++++ Excerpted text ++++
Population (31 December 2025)
- • Total: 46,471
- • Density: 38.1/km^{2} (98.7/sq mi)
- Time zone: UTC+01:00 (CET)
- • Summer (DST): UTC+02:00 (CEST)
- Vehicle registration: DAN
- Website: www.luechow-dannenberg.de

= Lüchow-Dannenberg =

District in Lower Saxony, Germany

Lüchow-Dannenberg is a district in Lower Saxony, Germany, which is usually referred to as Hanoverian Wendland (Hannoversches Wendland) or Wendland. It is bounded by (from the west and clockwise) the districts of Uelzen and Lüneburg and the states of Mecklenburg-Western Pomerania (district of Ludwigslust-Parchim), Brandenburg (district of Prignitz), and Saxony-Anhalt (districts of Stendal and Altmarkkreis Salzwedel).

==History==
In medieval times the counties of Lüchow and Dannenberg occupied the area (from the early 12th century on). These counties were originally Slavic states that lost their independence to the Duchy of Brunswick-Lüneburg in the beginning of the 14th century.

Since that time it was always an eastern extension of different entities, usually states like West Germany.

The area was ruled by Lüneburg until 1705 and then became a part of the Electorate of Hanover. When the Kingdom of Hanover was annexed by Prussia (1866), the districts of Lüchow and Dannenberg were established within the new Province of Hanover.

A Slavic language persisted here until the 18th century.
++++
Task description: Reproduce word for word the part of the Lüchow-Dannenberg text that starts at the words "- • Total: 46,471" and stops after the words "and Altmarkkreis Salzwedel).".
++++ Data block ++++
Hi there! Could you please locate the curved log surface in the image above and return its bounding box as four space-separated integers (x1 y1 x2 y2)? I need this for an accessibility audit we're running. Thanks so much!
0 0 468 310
++++
Problem solution:
- • Total: 46,471
- • Density: 38.1/km^{2} (98.7/sq mi)
- Time zone: UTC+01:00 (CET)
- • Summer (DST): UTC+02:00 (CEST)
- Vehicle registration: DAN
- Website: www.luechow-dannenberg.de

= Lüchow-Dannenberg =

District in Lower Saxony, Germany

Lüchow-Dannenberg is a district in Lower Saxony, Germany, which is usually referred to as Hanoverian Wendland (Hannoversches Wendland) or Wendland. It is bounded by (from the west and clockwise) the districts of Uelzen and Lüneburg and the states of Mecklenburg-Western Pomerania (district of Ludwigslust-Parchim), Brandenburg (district of Prignitz), and Saxony-Anhalt (districts of Stendal and Altmarkkreis Salzwedel).